[Dataset entries]
━━━

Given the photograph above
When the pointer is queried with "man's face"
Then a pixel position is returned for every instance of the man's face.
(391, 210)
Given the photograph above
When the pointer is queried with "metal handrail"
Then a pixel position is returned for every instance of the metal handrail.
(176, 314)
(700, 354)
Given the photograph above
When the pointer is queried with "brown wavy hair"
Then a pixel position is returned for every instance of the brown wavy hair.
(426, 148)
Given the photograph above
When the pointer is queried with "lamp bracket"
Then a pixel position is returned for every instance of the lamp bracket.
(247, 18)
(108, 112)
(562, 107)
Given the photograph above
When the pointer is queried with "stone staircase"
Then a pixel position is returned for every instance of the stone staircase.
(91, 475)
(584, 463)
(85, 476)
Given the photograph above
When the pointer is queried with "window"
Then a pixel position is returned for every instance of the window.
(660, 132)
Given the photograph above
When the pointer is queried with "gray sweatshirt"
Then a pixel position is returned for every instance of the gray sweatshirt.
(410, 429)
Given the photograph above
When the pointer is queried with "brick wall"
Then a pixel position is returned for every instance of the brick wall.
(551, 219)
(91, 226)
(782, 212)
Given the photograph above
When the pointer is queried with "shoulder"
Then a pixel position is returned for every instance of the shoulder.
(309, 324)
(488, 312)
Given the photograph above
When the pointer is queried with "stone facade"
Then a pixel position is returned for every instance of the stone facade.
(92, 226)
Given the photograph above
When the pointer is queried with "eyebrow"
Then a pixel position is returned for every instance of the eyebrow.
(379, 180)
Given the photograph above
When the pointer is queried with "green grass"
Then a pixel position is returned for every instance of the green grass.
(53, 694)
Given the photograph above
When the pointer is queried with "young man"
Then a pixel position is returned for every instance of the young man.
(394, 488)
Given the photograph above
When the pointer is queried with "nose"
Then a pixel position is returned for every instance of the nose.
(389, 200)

━━━

=== WHAT THIS TASK INVOLVES ===
The required answer is every line of the data, duplicated exactly.

=== OUTPUT OF THE EXERCISE ===
Given the photograph above
When the pointer is queried with "man's face"
Then a pixel position is returned for every instance of the man's face.
(391, 210)
Given the photograph above
When the pointer is queried with "metal handrail"
Then a pixel position is returned for every instance of the metal handrail.
(176, 314)
(700, 354)
Given the photograph above
When the pointer is queried with "brown wavy hair"
Then a pixel position is returned for every instance of the brown wavy hair.
(426, 148)
Given the photograph above
When the pointer is queried with "lamp bracket"
Then a pixel position is returned for every instance of the lamp bracket.
(247, 18)
(108, 112)
(562, 107)
Given the photograph above
When the pointer is queried with "stone staircase"
Then a pixel position is returned for every instance of the stone staircase.
(91, 475)
(584, 463)
(85, 476)
Given the photograph above
When the pointer is queried with "window"
Then a pixel position is returned for every instance of the window.
(660, 132)
Given the photograph above
When the pointer is queried with "gray sweatshirt"
Then a pixel position is returned for every instance of the gray sweatshirt.
(410, 429)
Given the photograph above
When the pointer is queried with "brick wall"
Then a pixel position is returned for every instance of the brick wall.
(551, 219)
(91, 226)
(782, 212)
Given the photograph above
When the pointer is queried with "shoulder"
Then a pixel position is returned for every instance of the shoulder.
(309, 324)
(488, 312)
Given the photograph above
When the pointer is queried with "stone facade"
Then a pixel position is returned for every instance of the stone facade.
(92, 226)
Given the photograph above
When the pointer is queried with "eyebrow"
Then a pixel position is returned for every instance of the eyebrow.
(379, 180)
Given the photograph above
When the pointer is queried with "green grass"
Then a pixel position is returned for every instance of the green grass.
(53, 694)
Given the photograph above
When the pointer is queried with "young man"
Then a pixel position is returned for every instance of the young man.
(394, 488)
Given the photograph above
When the pointer is queried with "nose"
Then a pixel position is returned for every instance of the nose.
(389, 200)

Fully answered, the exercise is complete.